## To do
In your answer, set down the records below exactly as they stand, omitting pictures.
[Stored data]
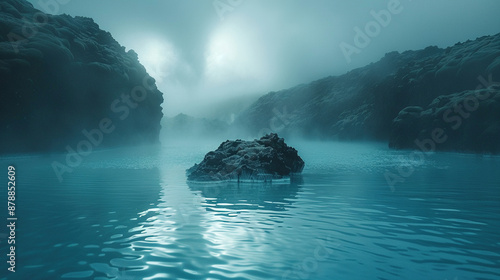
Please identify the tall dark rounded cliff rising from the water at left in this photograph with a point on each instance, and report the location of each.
(64, 80)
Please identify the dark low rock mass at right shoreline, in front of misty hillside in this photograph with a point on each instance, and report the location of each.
(468, 121)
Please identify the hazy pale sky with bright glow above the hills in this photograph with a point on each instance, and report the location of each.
(205, 51)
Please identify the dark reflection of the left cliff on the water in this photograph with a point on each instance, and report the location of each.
(64, 229)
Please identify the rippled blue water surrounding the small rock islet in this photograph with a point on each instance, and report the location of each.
(129, 214)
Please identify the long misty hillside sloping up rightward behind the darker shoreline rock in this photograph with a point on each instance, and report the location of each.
(363, 103)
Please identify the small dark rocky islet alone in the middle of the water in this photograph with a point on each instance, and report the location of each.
(266, 158)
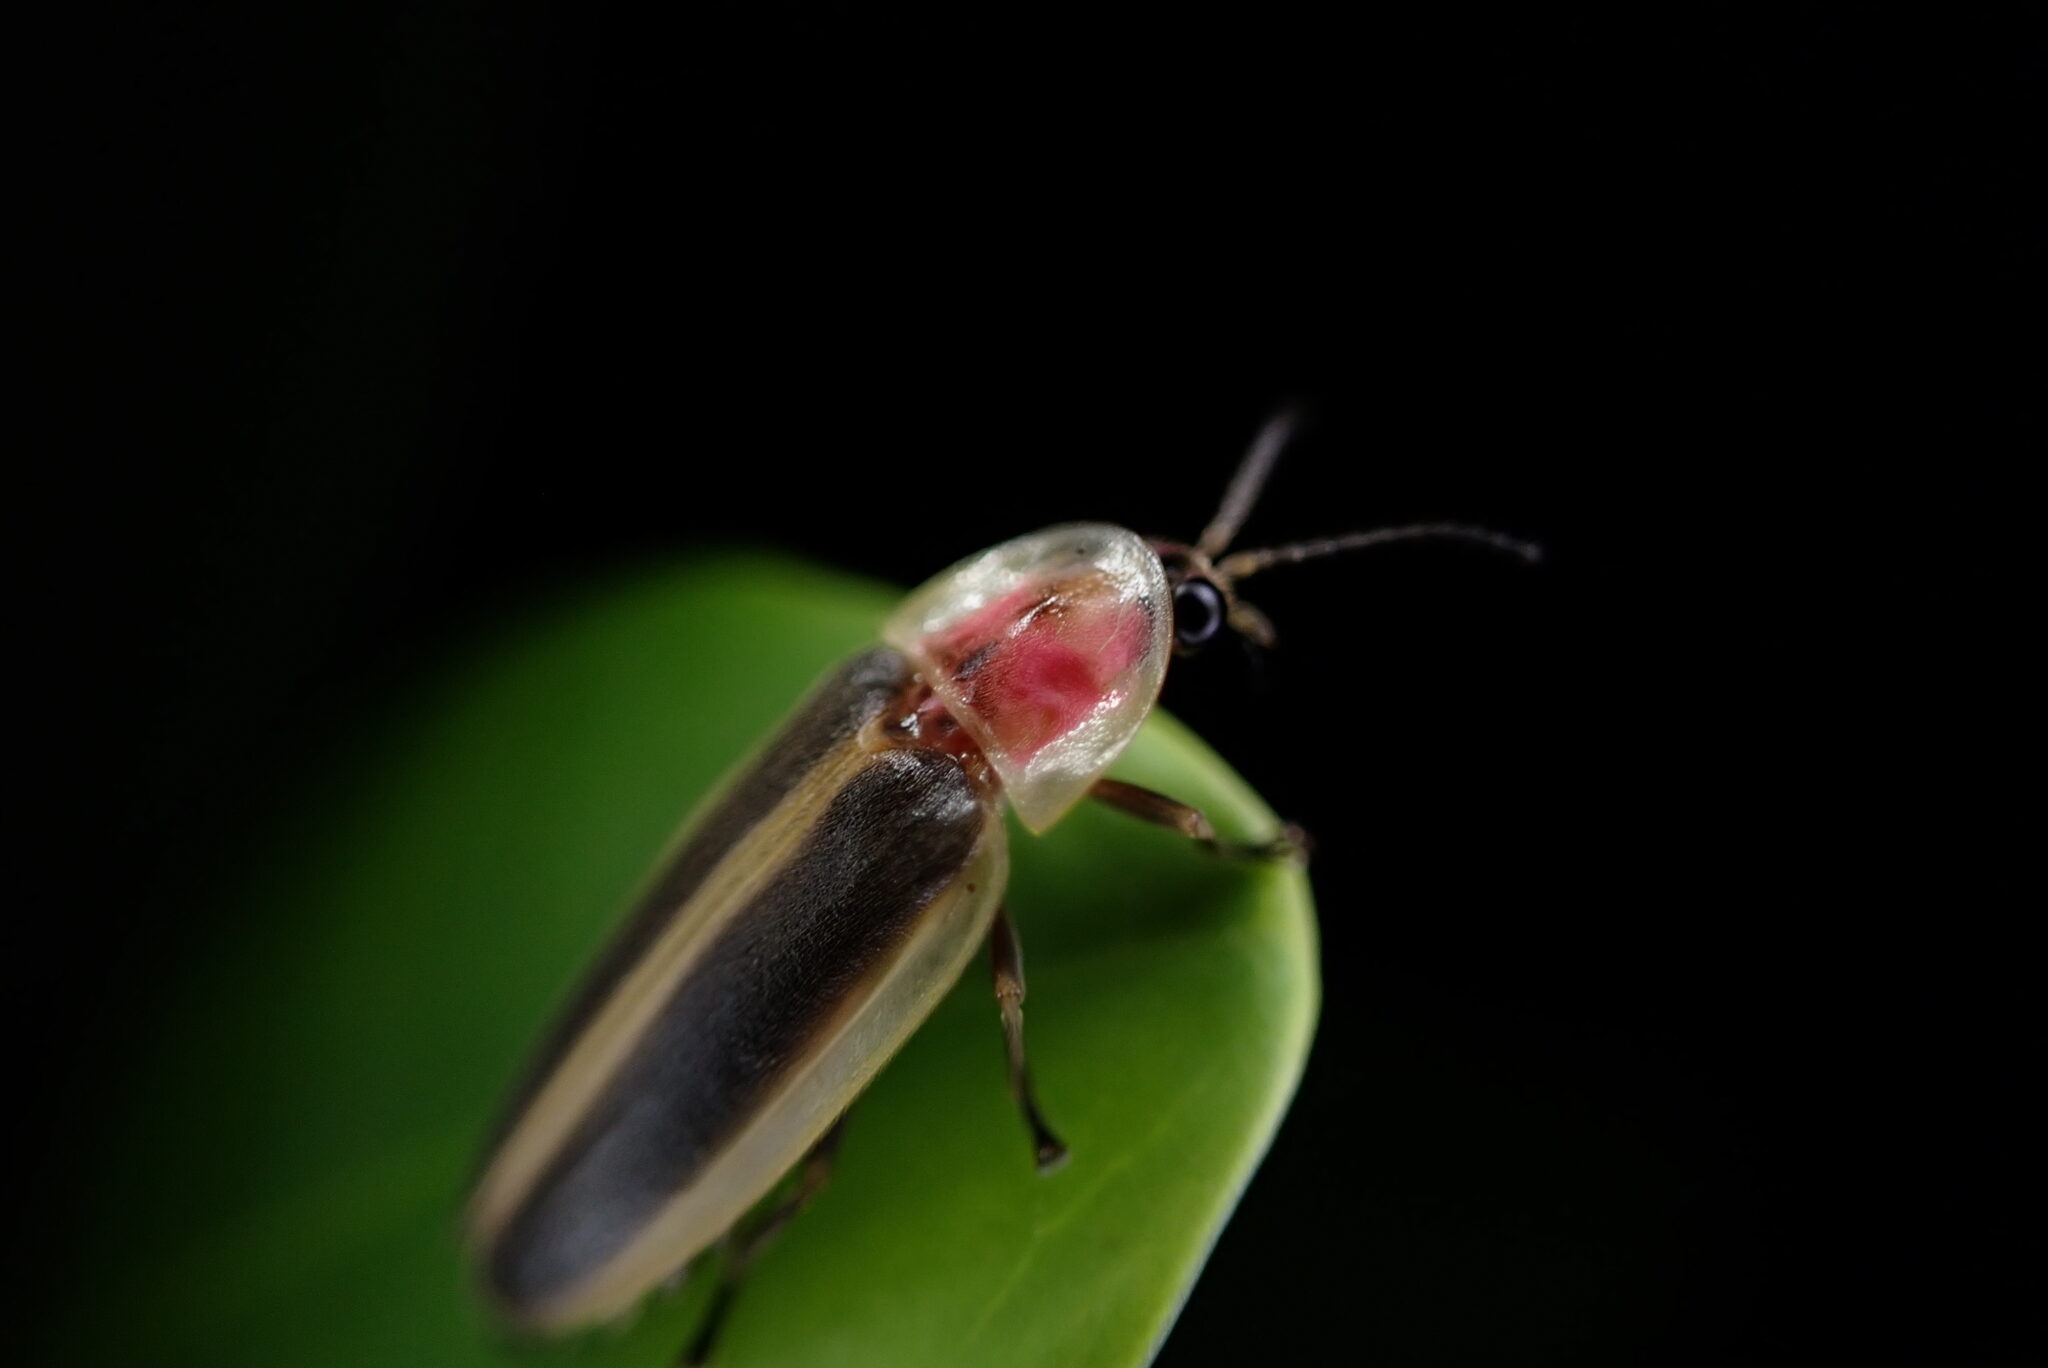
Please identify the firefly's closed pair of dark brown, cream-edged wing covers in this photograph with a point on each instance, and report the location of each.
(802, 931)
[/Stored data]
## Final answer
Please identify the tall dark rounded cliff rising from the water at left in this photograph with a point on each instance, and report the location of each.
(64, 80)
Please identify the dark low rock mass at right shoreline, in front of misty hillside in this photograph with a point on each instance, and report the location of each.
(468, 121)
Please identify the hazy pale sky with bright glow above the hills in this photograph with a point on each instance, and report the location of each.
(205, 51)
Please identify the dark reflection of the left cliff on the water in this photograph with a point on each instance, and report the location of each.
(64, 229)
Please identify the rippled blue water surrounding the small rock islet in this photograph with a point on each instance, and report the location of each.
(129, 214)
Please identify the long misty hillside sloping up rightward behind the darker shoreline rock in this photograph with a point on each instance, and report the location of each.
(363, 103)
Please identify the small dark rocky islet alone in the middle of the water in this photograph with a point on each instance, and report the location of each.
(266, 158)
Please identify the firefly's closed pair of dark brown, cream-edged wing covers in this photograph with a point on each instance, and report the location of each.
(802, 931)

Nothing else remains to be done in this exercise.